→ Exercise requirements:
Please count the lines in the items below that contain the string "target", and give only the number.

→ Listed records:
________
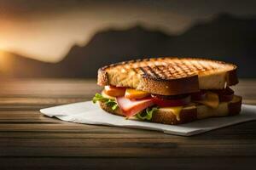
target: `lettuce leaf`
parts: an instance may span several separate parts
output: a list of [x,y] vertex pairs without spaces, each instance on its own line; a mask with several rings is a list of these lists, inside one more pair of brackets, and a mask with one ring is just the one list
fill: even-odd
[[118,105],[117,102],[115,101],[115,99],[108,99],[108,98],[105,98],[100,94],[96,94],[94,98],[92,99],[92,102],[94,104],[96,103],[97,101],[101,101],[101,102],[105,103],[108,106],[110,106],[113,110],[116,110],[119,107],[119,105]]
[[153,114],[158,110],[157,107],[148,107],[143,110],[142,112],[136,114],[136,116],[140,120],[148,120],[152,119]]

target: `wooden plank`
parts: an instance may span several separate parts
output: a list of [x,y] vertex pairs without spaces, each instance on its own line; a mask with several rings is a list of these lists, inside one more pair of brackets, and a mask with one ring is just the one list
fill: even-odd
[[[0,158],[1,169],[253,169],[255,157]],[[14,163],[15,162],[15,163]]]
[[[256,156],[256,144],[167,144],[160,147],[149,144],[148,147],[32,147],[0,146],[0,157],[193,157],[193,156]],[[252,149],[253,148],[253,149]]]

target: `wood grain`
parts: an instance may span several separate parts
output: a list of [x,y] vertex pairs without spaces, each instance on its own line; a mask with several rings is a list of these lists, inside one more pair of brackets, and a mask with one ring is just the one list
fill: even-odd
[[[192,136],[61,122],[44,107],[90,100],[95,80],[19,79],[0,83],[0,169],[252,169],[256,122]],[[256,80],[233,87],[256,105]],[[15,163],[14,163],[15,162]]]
________
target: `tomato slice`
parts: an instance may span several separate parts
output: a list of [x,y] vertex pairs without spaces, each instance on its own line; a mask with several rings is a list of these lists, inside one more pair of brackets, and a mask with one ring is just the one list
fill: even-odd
________
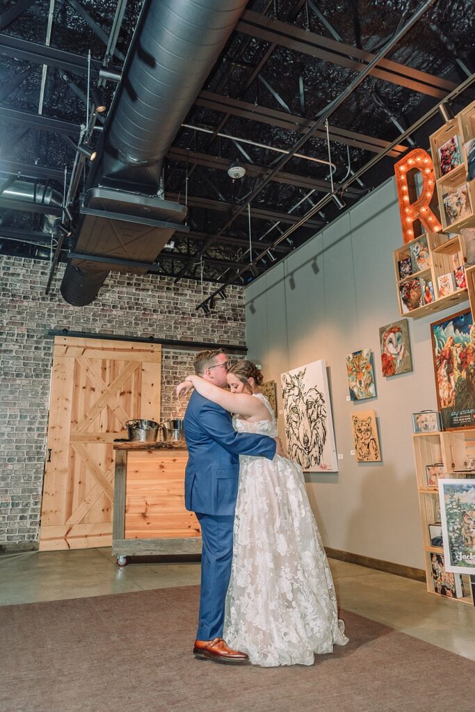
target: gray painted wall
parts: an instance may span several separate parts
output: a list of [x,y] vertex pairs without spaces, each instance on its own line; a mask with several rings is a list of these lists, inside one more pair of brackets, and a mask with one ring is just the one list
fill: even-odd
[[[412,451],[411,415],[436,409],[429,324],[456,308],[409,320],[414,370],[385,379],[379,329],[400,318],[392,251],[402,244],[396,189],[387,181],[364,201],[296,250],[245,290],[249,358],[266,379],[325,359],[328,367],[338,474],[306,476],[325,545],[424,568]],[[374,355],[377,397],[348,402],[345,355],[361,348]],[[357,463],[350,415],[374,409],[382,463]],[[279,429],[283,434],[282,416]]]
________
→ Final result:
5